DATA PROVIDED:

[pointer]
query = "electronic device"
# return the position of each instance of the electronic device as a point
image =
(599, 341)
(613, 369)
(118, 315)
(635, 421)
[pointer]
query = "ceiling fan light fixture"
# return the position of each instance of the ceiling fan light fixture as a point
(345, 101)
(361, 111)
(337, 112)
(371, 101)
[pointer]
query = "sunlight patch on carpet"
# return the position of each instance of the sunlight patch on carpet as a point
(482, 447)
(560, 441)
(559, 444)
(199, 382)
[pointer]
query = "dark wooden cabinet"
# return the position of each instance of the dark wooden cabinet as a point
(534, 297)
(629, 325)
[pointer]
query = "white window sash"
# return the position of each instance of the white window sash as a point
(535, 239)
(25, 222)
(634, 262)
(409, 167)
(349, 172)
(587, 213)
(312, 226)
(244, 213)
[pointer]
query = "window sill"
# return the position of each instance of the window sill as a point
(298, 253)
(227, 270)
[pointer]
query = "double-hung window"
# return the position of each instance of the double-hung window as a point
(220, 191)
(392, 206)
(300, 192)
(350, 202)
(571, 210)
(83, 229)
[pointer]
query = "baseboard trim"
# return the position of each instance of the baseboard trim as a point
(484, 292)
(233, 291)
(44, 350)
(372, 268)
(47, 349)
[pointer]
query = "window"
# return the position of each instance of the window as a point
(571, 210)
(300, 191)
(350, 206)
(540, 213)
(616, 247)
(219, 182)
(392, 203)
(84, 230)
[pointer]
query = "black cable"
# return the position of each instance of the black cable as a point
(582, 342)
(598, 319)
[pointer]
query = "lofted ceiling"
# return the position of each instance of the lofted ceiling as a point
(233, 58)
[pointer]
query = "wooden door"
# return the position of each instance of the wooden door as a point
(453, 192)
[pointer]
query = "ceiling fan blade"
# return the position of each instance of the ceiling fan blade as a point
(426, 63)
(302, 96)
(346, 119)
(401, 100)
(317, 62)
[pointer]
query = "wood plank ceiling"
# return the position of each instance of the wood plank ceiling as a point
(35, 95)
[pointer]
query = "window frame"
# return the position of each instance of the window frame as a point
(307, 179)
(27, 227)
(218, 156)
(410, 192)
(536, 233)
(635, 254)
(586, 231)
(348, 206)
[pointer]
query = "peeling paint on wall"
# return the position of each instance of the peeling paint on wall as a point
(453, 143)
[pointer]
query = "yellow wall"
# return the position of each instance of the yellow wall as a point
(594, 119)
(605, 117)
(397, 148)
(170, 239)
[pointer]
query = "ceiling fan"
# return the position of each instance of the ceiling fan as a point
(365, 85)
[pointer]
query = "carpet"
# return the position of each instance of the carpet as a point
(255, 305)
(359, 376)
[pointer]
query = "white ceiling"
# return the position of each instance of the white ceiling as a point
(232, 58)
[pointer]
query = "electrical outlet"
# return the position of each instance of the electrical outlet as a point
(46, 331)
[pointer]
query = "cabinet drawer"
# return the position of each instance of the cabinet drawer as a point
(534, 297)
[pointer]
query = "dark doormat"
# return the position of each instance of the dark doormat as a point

TASK INSTRUCTIONS:
Retype all the material above precisely, with no line left out.

OUTPUT OF THE EXERCISE:
[pointer]
query = "electronic device"
# return the position of each instance of the electronic device as a point
image =
(599, 341)
(613, 369)
(118, 315)
(635, 421)
[pointer]
query = "ceiling fan light fixture"
# return the position of each instance of the ceiling fan light fixture as a point
(345, 101)
(361, 111)
(337, 112)
(371, 101)
[pointer]
query = "sunlight patch on carpet"
# return the position of each instance of the sunlight patch on carpet as a point
(482, 447)
(560, 441)
(559, 444)
(199, 382)
[pointer]
query = "dark wooden cabinet"
# return the position of each instance of the dark wooden cabinet as a point
(534, 297)
(629, 325)
[pointer]
query = "white window sash"
# return the position of each instance of the white window sash as a point
(535, 239)
(25, 222)
(634, 262)
(409, 167)
(349, 172)
(587, 213)
(312, 226)
(244, 213)
[pointer]
query = "window sill"
# return the position of each instance of the window sill as a point
(298, 253)
(227, 270)
[pointer]
query = "double-hung window"
# return the position of each instance of the double-hung window as a point
(220, 191)
(392, 206)
(300, 192)
(350, 202)
(571, 210)
(83, 229)
[pointer]
query = "baseboard trim"
# return the position of each instance of the baseboard trim as a point
(484, 292)
(233, 291)
(44, 350)
(372, 268)
(47, 349)
[pointer]
query = "window"
# return the position of each instance of the window as a point
(571, 210)
(300, 191)
(350, 206)
(540, 213)
(616, 247)
(219, 182)
(392, 203)
(84, 230)
[pointer]
query = "black cable"
# return the position of each instance of the black cable as a point
(582, 342)
(598, 319)
[pointer]
query = "lofted ceiling"
# return the position of each instance of the lofted ceiling as a point
(233, 58)
[pointer]
query = "wooden door"
# return the position of each instance of the wooden door as a point
(453, 192)
[pointer]
query = "ceiling fan blade"
# return the position of each instance of the ceiling fan blade as a point
(426, 63)
(302, 96)
(346, 119)
(401, 100)
(317, 62)
[pointer]
query = "wood plank ceiling"
# return the position of each instance of the wood plank ceiling as a point
(35, 95)
[pointer]
query = "window frame"
# return the position of each instance of the window frame as a point
(307, 179)
(27, 227)
(218, 156)
(410, 192)
(536, 233)
(635, 254)
(586, 231)
(348, 206)
[pointer]
query = "peeling paint on wall"
# return the position of each instance of the peeling paint on wall as a point
(453, 143)
[pointer]
query = "yellow wall"
# return the position of each instance of the yellow wall as a point
(594, 119)
(605, 117)
(397, 148)
(170, 239)
[pointer]
query = "ceiling fan"
# return the position of each instance of the ceiling fan as a point
(365, 85)
[pointer]
query = "carpet"
# return the position of each instance of the carpet as a point
(255, 305)
(359, 376)
[pointer]
query = "white ceiling"
# return the position of each instance of the white ceiling as a point
(232, 58)
[pointer]
query = "electrical outlet"
# return the position of each instance of the electrical outlet as a point
(46, 331)
[pointer]
query = "cabinet drawer"
# return the position of each instance of the cabinet drawer as a point
(534, 297)
[pointer]
query = "dark doormat"
# return the position of each instance of the dark doormat as a point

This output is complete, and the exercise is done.